* _What to produce_: Please count how many lines in the records below contain the string "frying", and give only that number.

* _Records excerpted from a collection_:
┌────────

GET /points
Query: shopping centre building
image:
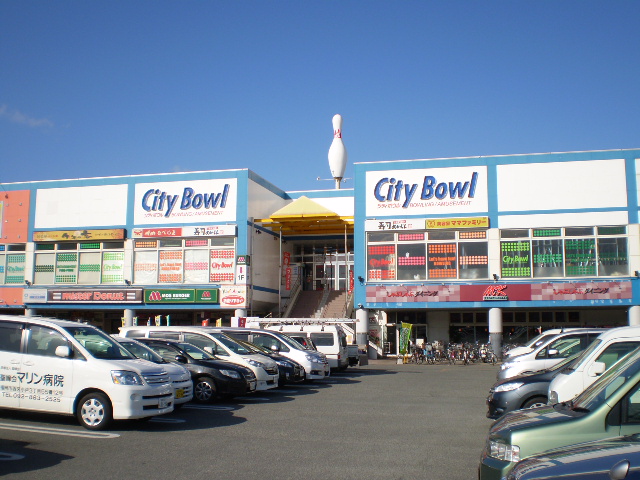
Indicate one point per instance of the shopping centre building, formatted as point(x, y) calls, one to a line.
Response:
point(459, 247)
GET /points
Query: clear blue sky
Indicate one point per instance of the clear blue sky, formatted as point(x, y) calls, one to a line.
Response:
point(106, 88)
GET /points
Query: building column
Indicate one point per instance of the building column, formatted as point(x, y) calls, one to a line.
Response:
point(634, 316)
point(128, 317)
point(495, 331)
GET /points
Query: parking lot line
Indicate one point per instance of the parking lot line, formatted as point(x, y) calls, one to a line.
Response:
point(57, 431)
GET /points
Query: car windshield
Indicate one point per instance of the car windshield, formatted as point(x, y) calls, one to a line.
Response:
point(231, 344)
point(142, 351)
point(585, 353)
point(196, 352)
point(609, 382)
point(99, 344)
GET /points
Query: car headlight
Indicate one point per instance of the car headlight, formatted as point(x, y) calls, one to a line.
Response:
point(314, 359)
point(255, 363)
point(507, 387)
point(504, 452)
point(124, 377)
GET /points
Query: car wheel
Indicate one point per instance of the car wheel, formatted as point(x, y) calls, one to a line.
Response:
point(94, 411)
point(535, 402)
point(204, 390)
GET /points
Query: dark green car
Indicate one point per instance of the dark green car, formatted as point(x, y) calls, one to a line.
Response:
point(609, 407)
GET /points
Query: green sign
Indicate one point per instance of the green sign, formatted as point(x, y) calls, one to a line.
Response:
point(183, 295)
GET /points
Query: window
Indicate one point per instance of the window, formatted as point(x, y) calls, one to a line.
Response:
point(84, 263)
point(185, 260)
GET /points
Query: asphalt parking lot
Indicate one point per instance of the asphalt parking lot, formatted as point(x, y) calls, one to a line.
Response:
point(380, 421)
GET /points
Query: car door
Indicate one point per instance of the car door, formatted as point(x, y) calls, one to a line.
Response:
point(10, 362)
point(46, 379)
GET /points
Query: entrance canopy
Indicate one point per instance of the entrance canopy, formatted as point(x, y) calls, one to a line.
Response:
point(306, 217)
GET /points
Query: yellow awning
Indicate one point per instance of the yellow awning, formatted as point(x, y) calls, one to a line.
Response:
point(306, 217)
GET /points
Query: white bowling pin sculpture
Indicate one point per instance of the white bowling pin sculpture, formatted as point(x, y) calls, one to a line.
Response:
point(337, 152)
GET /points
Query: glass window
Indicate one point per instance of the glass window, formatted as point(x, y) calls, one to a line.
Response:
point(547, 258)
point(10, 336)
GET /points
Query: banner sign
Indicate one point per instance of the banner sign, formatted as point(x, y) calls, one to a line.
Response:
point(60, 235)
point(208, 231)
point(100, 295)
point(184, 295)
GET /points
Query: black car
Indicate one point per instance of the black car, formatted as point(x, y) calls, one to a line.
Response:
point(212, 378)
point(290, 370)
point(523, 391)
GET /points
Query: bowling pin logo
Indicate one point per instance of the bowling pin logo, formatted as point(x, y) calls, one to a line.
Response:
point(337, 152)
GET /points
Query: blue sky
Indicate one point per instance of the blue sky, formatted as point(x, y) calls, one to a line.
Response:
point(90, 89)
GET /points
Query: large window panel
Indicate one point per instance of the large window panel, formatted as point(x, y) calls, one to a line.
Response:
point(473, 258)
point(547, 258)
point(516, 259)
point(412, 261)
point(613, 258)
point(442, 261)
point(381, 262)
point(90, 268)
point(196, 266)
point(580, 257)
point(145, 267)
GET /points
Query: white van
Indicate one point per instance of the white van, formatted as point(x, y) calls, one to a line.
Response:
point(604, 352)
point(70, 368)
point(329, 339)
point(216, 343)
point(316, 365)
point(550, 352)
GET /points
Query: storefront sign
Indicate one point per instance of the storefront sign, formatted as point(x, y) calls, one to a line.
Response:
point(102, 295)
point(186, 202)
point(61, 235)
point(233, 296)
point(398, 224)
point(427, 190)
point(208, 231)
point(457, 223)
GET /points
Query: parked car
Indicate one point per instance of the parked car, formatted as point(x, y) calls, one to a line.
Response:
point(611, 459)
point(212, 377)
point(606, 350)
point(315, 364)
point(290, 370)
point(524, 391)
point(82, 371)
point(610, 407)
point(215, 343)
point(179, 375)
point(550, 352)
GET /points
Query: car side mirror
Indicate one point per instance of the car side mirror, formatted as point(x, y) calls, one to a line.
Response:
point(63, 351)
point(598, 368)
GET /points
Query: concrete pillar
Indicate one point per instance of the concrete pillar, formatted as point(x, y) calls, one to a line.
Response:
point(128, 317)
point(634, 316)
point(362, 326)
point(495, 331)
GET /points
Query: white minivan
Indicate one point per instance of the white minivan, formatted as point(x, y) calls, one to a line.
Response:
point(329, 339)
point(216, 343)
point(604, 352)
point(316, 365)
point(71, 368)
point(550, 352)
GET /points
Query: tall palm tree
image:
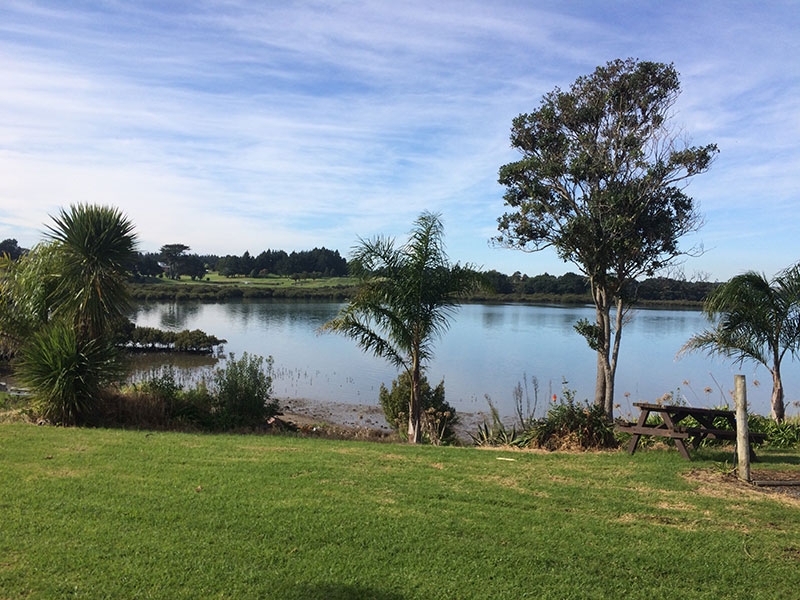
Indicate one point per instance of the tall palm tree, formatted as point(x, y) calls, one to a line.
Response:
point(759, 320)
point(98, 247)
point(405, 300)
point(77, 289)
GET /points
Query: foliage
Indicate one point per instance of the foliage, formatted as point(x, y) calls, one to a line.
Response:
point(26, 289)
point(97, 247)
point(600, 181)
point(785, 434)
point(11, 249)
point(757, 320)
point(497, 433)
point(438, 416)
point(568, 424)
point(152, 338)
point(66, 372)
point(242, 391)
point(404, 302)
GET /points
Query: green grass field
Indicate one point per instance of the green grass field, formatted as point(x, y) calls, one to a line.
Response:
point(131, 514)
point(271, 281)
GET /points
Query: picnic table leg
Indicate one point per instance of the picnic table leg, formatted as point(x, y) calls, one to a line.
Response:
point(681, 445)
point(634, 443)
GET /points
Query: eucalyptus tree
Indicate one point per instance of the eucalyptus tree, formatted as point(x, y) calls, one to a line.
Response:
point(601, 182)
point(405, 299)
point(757, 320)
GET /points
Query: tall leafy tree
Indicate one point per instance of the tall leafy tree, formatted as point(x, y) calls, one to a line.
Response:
point(601, 182)
point(172, 255)
point(97, 246)
point(757, 319)
point(406, 297)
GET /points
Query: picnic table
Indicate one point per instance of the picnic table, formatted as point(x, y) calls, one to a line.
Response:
point(706, 427)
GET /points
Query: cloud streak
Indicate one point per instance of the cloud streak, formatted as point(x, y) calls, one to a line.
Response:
point(235, 125)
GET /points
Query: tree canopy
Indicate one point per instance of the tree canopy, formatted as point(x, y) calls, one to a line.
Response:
point(601, 182)
point(757, 319)
point(404, 302)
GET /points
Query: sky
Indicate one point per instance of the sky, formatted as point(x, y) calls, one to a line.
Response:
point(236, 125)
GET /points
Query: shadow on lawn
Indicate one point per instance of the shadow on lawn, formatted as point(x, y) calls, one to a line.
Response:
point(339, 591)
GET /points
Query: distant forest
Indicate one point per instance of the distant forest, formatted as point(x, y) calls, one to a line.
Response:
point(322, 262)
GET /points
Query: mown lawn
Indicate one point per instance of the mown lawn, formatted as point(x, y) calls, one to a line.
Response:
point(126, 514)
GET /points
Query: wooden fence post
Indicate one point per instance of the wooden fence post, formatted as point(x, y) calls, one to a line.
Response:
point(742, 428)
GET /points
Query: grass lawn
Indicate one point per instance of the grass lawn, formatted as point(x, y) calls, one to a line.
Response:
point(126, 514)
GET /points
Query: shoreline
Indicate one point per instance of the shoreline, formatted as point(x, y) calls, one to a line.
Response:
point(304, 412)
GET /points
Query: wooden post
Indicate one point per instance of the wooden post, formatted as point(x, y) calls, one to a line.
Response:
point(742, 428)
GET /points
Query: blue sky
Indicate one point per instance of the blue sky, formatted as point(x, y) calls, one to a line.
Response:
point(233, 125)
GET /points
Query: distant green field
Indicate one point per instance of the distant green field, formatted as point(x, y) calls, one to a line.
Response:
point(269, 281)
point(215, 287)
point(90, 513)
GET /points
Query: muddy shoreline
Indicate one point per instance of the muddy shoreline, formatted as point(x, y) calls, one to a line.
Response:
point(304, 412)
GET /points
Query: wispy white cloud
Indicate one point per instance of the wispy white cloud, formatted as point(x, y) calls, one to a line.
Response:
point(233, 125)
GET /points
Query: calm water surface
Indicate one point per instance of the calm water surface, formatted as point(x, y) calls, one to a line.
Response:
point(488, 350)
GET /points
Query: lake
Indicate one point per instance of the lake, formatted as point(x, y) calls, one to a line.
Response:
point(488, 350)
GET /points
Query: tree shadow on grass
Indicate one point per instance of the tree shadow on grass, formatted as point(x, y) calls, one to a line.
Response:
point(340, 591)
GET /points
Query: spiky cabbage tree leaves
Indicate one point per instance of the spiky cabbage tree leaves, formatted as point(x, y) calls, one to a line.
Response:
point(406, 297)
point(601, 182)
point(98, 250)
point(757, 320)
point(67, 372)
point(72, 293)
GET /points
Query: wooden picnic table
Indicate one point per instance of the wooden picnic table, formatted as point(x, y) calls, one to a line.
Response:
point(671, 427)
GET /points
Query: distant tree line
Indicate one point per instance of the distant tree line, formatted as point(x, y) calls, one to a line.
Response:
point(174, 261)
point(654, 289)
point(11, 248)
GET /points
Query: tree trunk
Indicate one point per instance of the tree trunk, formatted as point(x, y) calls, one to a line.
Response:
point(414, 406)
point(604, 382)
point(777, 394)
point(611, 367)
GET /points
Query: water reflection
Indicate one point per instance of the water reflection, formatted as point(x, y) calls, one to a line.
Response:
point(487, 352)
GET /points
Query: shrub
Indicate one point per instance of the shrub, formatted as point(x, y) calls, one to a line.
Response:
point(241, 391)
point(66, 374)
point(571, 424)
point(438, 417)
point(567, 425)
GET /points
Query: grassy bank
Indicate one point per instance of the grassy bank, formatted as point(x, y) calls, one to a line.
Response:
point(123, 514)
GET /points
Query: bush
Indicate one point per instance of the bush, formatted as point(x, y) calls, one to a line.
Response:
point(241, 392)
point(574, 425)
point(438, 417)
point(66, 374)
point(567, 425)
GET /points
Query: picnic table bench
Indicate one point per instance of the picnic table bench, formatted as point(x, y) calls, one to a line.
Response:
point(670, 426)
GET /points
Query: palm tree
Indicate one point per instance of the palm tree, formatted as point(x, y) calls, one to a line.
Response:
point(405, 300)
point(77, 289)
point(759, 320)
point(98, 246)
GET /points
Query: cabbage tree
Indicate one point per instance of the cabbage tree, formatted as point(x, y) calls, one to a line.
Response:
point(756, 320)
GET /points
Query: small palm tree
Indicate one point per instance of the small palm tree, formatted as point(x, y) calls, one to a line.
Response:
point(759, 320)
point(73, 294)
point(98, 247)
point(405, 300)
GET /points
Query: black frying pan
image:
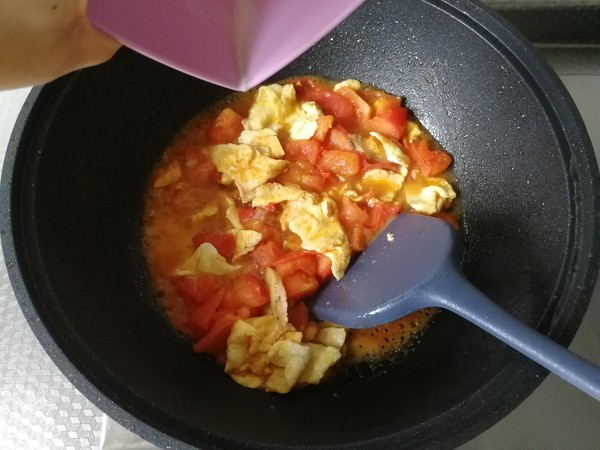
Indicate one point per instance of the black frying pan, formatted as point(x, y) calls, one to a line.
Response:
point(72, 195)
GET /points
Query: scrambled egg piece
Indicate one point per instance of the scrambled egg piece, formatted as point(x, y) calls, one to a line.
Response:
point(316, 224)
point(277, 109)
point(206, 259)
point(304, 125)
point(385, 184)
point(265, 141)
point(245, 166)
point(276, 193)
point(233, 216)
point(428, 195)
point(262, 353)
point(271, 108)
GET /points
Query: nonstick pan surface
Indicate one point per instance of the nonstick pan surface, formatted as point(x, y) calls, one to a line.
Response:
point(72, 196)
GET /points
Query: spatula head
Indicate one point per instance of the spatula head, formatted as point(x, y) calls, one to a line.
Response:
point(388, 279)
point(233, 43)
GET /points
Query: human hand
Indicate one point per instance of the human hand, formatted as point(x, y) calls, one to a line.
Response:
point(41, 40)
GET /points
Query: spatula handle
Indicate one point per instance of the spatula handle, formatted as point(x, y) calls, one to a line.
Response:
point(474, 306)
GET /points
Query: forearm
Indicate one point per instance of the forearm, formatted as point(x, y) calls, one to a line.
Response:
point(41, 40)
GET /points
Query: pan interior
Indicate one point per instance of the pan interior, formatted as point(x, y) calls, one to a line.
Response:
point(82, 165)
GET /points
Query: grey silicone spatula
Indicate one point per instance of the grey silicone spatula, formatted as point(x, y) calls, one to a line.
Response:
point(233, 43)
point(413, 264)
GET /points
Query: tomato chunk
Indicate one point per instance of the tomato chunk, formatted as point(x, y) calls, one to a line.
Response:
point(304, 175)
point(225, 128)
point(338, 138)
point(299, 285)
point(336, 105)
point(247, 290)
point(266, 254)
point(307, 150)
point(343, 163)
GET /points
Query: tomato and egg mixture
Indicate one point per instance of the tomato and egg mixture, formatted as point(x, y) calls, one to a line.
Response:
point(259, 202)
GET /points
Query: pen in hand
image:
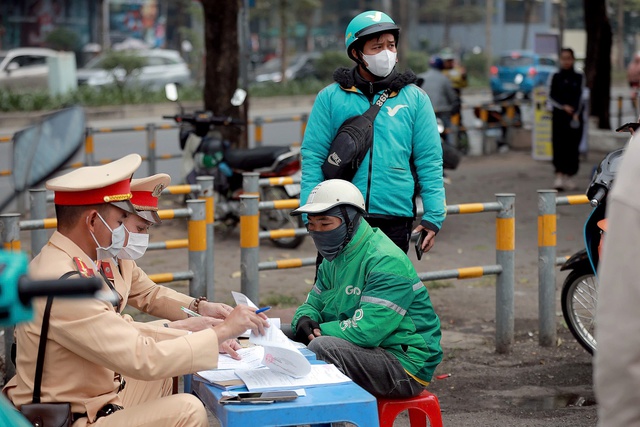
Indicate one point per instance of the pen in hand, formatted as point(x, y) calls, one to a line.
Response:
point(190, 312)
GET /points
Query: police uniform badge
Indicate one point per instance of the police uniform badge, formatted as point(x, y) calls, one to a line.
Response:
point(84, 271)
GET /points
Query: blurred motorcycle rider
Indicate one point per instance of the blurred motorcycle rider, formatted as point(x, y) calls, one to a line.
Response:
point(444, 98)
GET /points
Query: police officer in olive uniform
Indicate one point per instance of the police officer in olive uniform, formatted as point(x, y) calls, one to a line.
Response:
point(145, 295)
point(89, 344)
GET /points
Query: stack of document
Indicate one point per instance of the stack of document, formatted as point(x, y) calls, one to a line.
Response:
point(272, 363)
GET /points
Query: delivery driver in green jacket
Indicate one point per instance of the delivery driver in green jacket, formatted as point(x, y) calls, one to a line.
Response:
point(368, 312)
point(406, 153)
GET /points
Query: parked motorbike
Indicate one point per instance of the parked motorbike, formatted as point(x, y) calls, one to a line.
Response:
point(580, 289)
point(206, 152)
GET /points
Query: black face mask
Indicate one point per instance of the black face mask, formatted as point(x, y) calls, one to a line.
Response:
point(330, 243)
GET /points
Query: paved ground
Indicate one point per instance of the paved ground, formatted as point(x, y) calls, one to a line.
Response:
point(530, 386)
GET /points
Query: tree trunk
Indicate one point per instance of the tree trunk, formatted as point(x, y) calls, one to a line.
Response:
point(446, 38)
point(283, 39)
point(598, 60)
point(221, 59)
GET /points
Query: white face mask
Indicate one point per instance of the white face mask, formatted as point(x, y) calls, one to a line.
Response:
point(382, 63)
point(136, 246)
point(117, 241)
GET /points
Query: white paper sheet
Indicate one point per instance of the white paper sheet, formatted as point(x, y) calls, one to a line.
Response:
point(279, 352)
point(268, 379)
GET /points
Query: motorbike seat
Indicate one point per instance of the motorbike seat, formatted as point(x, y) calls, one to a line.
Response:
point(254, 158)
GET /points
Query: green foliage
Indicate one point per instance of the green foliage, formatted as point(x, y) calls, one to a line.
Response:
point(329, 61)
point(62, 38)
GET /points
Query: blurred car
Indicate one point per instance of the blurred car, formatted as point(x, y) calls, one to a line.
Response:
point(519, 71)
point(300, 66)
point(24, 67)
point(162, 66)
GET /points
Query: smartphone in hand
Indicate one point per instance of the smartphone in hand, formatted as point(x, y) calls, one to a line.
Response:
point(628, 127)
point(419, 242)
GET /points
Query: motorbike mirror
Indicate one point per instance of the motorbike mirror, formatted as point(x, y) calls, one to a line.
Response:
point(41, 149)
point(171, 92)
point(238, 97)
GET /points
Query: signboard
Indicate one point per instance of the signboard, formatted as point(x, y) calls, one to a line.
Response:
point(541, 148)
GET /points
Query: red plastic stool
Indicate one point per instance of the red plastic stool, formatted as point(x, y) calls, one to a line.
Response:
point(425, 403)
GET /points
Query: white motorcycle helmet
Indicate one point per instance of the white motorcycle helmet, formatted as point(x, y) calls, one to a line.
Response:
point(330, 193)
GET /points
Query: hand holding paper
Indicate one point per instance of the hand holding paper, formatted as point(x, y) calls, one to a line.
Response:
point(280, 354)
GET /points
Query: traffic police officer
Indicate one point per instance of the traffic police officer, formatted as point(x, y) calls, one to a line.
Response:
point(89, 343)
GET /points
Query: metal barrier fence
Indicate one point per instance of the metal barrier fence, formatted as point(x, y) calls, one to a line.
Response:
point(151, 130)
point(547, 260)
point(504, 268)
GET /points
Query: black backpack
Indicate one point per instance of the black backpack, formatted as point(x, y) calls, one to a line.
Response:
point(351, 143)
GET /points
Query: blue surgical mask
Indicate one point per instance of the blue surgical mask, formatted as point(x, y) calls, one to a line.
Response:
point(136, 246)
point(330, 243)
point(117, 241)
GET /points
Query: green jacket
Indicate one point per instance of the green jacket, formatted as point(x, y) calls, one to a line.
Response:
point(370, 295)
point(405, 134)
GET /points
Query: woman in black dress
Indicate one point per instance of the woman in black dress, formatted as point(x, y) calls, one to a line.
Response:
point(566, 98)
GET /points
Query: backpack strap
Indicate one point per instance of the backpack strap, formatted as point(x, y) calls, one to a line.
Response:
point(43, 342)
point(372, 112)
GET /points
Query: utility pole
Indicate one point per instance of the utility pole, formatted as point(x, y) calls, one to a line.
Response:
point(106, 43)
point(487, 35)
point(620, 36)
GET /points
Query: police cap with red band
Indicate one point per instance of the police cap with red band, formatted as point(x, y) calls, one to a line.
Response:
point(145, 193)
point(92, 185)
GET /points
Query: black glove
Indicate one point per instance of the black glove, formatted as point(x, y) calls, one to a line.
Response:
point(304, 328)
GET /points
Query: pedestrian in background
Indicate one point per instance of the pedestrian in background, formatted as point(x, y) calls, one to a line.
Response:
point(405, 155)
point(444, 98)
point(565, 97)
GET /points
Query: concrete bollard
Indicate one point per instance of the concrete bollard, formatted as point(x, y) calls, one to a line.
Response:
point(89, 154)
point(547, 267)
point(257, 133)
point(151, 149)
point(505, 257)
point(249, 247)
point(197, 231)
point(10, 235)
point(206, 194)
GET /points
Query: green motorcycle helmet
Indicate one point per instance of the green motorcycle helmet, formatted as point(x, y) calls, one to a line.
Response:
point(366, 24)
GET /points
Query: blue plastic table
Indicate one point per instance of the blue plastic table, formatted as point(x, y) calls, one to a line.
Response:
point(322, 405)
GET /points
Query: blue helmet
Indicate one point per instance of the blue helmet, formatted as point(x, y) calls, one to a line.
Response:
point(436, 62)
point(366, 24)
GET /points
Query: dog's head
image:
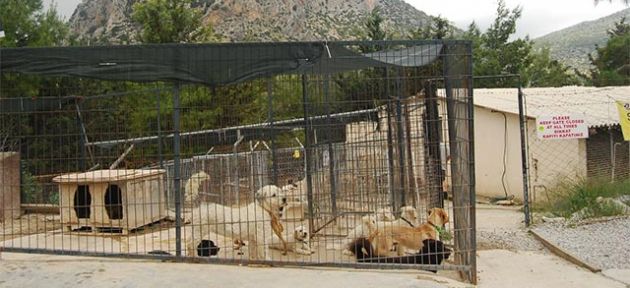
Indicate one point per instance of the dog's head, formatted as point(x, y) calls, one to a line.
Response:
point(370, 222)
point(272, 199)
point(410, 214)
point(434, 252)
point(301, 234)
point(437, 217)
point(361, 248)
point(200, 176)
point(207, 248)
point(384, 214)
point(294, 193)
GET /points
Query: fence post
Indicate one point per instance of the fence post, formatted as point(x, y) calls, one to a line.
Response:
point(307, 154)
point(331, 155)
point(177, 171)
point(524, 161)
point(401, 142)
point(390, 148)
point(274, 161)
point(461, 135)
point(159, 131)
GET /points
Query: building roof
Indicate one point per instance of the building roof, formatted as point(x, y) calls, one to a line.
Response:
point(595, 104)
point(100, 176)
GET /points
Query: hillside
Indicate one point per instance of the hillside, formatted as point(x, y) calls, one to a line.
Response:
point(241, 20)
point(572, 45)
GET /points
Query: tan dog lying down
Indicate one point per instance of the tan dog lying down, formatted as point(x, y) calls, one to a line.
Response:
point(383, 219)
point(384, 238)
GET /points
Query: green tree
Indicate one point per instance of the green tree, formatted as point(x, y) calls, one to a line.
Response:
point(373, 25)
point(171, 21)
point(495, 53)
point(547, 72)
point(26, 23)
point(436, 28)
point(612, 62)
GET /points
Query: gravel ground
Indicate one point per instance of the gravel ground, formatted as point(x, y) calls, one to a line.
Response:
point(513, 240)
point(603, 244)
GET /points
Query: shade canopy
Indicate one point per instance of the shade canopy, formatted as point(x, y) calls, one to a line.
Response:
point(212, 64)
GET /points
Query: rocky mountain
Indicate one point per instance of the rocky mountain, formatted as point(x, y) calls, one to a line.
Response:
point(572, 45)
point(260, 20)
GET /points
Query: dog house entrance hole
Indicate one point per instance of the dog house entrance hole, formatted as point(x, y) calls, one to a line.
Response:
point(113, 202)
point(82, 201)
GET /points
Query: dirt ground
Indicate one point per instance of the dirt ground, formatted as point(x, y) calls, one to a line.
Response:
point(507, 257)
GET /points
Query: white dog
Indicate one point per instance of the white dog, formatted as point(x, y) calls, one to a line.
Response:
point(191, 189)
point(251, 223)
point(299, 242)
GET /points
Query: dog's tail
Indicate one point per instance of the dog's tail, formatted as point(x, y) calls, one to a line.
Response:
point(433, 253)
point(334, 246)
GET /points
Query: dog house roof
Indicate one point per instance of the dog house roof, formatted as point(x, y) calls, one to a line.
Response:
point(100, 176)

└────────

* _Complete answer_: 2